- EXERCISE GOAL: Rewrite the items starting at the line that contains "Scan the image provided and answer: is any overcast" and ending at the line that contains "xmin=29 ymin=160 xmax=285 ymax=287", swapping "bounding rectangle" for "enclosing box" and changing nothing else. Output only those lines.

________

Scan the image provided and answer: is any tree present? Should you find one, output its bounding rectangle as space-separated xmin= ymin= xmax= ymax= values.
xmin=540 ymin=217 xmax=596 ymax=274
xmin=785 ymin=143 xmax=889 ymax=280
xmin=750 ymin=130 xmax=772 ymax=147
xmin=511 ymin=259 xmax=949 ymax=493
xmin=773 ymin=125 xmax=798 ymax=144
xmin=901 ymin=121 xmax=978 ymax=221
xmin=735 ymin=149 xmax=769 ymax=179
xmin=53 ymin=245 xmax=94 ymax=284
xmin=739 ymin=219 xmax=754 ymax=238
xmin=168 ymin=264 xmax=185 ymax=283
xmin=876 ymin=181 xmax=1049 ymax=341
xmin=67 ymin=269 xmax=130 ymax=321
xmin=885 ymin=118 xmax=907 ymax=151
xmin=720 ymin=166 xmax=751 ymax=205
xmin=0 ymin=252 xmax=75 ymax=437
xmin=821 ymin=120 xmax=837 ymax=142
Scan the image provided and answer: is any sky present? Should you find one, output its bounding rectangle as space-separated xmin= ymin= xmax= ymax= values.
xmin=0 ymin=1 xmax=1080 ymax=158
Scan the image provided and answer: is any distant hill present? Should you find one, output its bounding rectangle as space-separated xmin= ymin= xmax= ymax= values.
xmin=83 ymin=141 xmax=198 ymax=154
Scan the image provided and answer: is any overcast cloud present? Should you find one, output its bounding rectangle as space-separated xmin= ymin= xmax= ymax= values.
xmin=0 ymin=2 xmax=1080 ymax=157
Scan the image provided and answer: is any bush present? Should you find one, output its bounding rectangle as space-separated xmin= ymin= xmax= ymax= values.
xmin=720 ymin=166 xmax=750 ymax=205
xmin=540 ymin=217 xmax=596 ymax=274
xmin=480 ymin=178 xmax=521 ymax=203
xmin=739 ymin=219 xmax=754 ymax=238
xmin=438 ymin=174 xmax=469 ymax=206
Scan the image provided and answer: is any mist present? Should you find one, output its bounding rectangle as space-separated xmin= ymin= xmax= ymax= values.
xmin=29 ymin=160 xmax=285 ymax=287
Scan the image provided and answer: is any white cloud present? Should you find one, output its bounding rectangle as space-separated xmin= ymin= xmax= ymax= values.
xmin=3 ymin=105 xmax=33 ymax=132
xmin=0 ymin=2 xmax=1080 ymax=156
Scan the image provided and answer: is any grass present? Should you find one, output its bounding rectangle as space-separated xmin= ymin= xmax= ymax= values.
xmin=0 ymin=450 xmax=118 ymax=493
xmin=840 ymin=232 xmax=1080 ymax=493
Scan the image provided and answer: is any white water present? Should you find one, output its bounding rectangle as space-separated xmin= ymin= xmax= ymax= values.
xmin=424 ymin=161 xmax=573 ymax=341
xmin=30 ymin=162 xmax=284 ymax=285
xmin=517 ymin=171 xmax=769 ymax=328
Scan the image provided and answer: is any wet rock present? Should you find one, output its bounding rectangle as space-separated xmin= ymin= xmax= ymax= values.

________

- EXPECTED OUTPUT:
Scan the image provided and answer: is any overcast cloud present? Should you find one, output its enclosing box as space-separated xmin= ymin= xmax= ymax= values.
xmin=0 ymin=2 xmax=1080 ymax=157
Scan the image provided and answer: is any bush present? Should you find one, output its enclosing box as space-separated xmin= ymin= xmax= ymax= values.
xmin=720 ymin=166 xmax=750 ymax=205
xmin=540 ymin=217 xmax=596 ymax=274
xmin=480 ymin=178 xmax=521 ymax=203
xmin=739 ymin=219 xmax=754 ymax=238
xmin=438 ymin=174 xmax=469 ymax=206
Scan the image provided and answer: is any mist present? Should you find one, output its enclosing box as space-separated xmin= ymin= xmax= ymax= values.
xmin=29 ymin=160 xmax=285 ymax=287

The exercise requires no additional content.